PASSAGE SHOWN:
--
The Life After Death of Proposition 187
By Sandra Hernandez
For nearly four years Carlos Montes has lived in fear, wondering what would happen if Proposition 187 were allowed to take effect.
"I just kept wondering why this happened. It's all very complicated, but I knew that suddenly a pregnant women might get turned away at the hospital," says Montes, a father of four.
This July, Montes and thousands of undocumented immigrants across California breathed a sigh of relief after Gov. Gray Davis and civil rights groups announced Proposition 187 officially dead thanks to a mediated settlement.
"I guess I feel a little calmer now. I'm not sure what this means in my everyday life, but I'm glad its over," says Montes, who asked that his real name not be used. "I just couldn't understand why it passed," he says in Spanish, adding that in the 20 years since he made the trip north from Mexico to Los Angeles to work as a gardener, he has never received public assistance.
Launched as the "Save our State" initiative, Proposition 187 sought to bar undocumented immigrants from receiving public social, educational, and medical services.
The agreement puts an end to a four-and-a-half year court battle that began in November 1994 after California voters overwhelming approved the ballot initiative. The deal means Gov. Davis won't appeal U.S. District Judge Mariana R. Pfaelzer's ruling that found much of the initiative — including two of the most controversial provisions — unconstitutional. Those provisions would have barred undocumented immigrants and their children from public schools and refused them subsidized medical and social services. Moreover, the initiative barred undocumented immigrants from ever attending state colleges and universities. In return, civil rights groups agreed not to appeal the provision of 187 that creates state laws criminalizing the use and manufacture of false documents that would conceal a person's immigration status.
--
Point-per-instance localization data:
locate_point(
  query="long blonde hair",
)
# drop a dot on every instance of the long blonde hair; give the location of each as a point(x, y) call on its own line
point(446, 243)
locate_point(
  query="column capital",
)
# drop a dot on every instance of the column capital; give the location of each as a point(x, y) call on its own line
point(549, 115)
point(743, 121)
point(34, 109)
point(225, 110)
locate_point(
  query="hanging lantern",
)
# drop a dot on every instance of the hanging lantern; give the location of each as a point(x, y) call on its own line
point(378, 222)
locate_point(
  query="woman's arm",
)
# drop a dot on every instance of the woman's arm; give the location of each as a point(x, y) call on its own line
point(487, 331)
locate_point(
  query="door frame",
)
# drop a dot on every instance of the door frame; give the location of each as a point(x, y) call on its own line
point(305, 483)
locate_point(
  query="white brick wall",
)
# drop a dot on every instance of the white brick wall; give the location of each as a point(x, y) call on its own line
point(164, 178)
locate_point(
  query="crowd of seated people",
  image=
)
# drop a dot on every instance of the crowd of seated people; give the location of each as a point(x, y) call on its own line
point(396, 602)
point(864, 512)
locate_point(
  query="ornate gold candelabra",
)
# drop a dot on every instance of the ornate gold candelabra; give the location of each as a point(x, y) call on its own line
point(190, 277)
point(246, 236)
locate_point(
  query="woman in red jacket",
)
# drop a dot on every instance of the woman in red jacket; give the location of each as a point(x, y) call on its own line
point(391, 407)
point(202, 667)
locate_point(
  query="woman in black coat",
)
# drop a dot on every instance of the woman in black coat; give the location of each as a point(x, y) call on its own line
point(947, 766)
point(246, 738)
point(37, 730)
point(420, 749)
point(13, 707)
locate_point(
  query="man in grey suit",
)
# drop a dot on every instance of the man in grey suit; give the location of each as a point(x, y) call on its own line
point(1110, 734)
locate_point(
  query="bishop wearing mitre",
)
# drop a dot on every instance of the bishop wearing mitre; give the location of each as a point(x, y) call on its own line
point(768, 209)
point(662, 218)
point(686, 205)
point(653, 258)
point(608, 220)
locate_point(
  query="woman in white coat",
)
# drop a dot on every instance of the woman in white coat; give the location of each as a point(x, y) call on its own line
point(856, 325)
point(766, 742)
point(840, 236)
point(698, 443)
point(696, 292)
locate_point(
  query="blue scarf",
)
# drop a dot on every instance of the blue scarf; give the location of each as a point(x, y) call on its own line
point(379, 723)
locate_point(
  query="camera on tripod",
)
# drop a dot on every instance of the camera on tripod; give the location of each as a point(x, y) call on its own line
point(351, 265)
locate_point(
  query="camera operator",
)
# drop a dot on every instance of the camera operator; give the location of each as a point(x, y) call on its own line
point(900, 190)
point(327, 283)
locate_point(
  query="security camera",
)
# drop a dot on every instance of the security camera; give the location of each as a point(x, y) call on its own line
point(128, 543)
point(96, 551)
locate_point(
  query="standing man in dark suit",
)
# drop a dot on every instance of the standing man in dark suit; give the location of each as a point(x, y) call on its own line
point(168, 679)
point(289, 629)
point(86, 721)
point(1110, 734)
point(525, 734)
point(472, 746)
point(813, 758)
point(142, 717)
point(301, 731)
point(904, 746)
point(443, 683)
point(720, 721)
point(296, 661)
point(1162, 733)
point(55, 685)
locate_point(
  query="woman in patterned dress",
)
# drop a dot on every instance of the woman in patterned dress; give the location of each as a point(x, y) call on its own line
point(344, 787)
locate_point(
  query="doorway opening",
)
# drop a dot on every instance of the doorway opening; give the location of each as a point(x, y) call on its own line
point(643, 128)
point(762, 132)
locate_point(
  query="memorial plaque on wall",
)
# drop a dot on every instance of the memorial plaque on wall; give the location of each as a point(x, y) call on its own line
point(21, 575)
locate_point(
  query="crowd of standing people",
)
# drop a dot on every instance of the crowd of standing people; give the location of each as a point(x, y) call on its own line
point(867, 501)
--
Carry on with the article about the end of Proposition 187, beginning after its last sentence. The records stand apart from the Proposition 187 article and have no connection to it.

EXPECTED ANSWER:
But while news of the settlement sparked celebrations and moved Latino elected officials to pronounce the state's "cultural wars" officially over, the agreement will do little to alter the legacy of 187.
"I think in many respects we need to understand that we may have won the battle but [former Gov.] Pete Wilson won the war," says Peter Schey, an attorney representing one of the plaintiffs that filed suit against the state. "We won a tactical victory but they injected many of the standards of 187 in federal law."
Schey and other attorneys acknowledge that while last month's agreement yielded some very tangible relief to undocumented immigrants like Montes, who feared their children might be kicked out of school, it has tainted the debate over education for years to come.
"People are terrified of doing things for the undocumented and especially when it comes to education," says Vibiana Andrade, an attorney with the Mexican American Legal Defense and Educational Fund, who helped carve out the agreement. "And there are a lot of politicians who are in marginal seats where constituents still feel very strongly about 187 and get very upset when they think undocumented immigrant kids are getting into schools."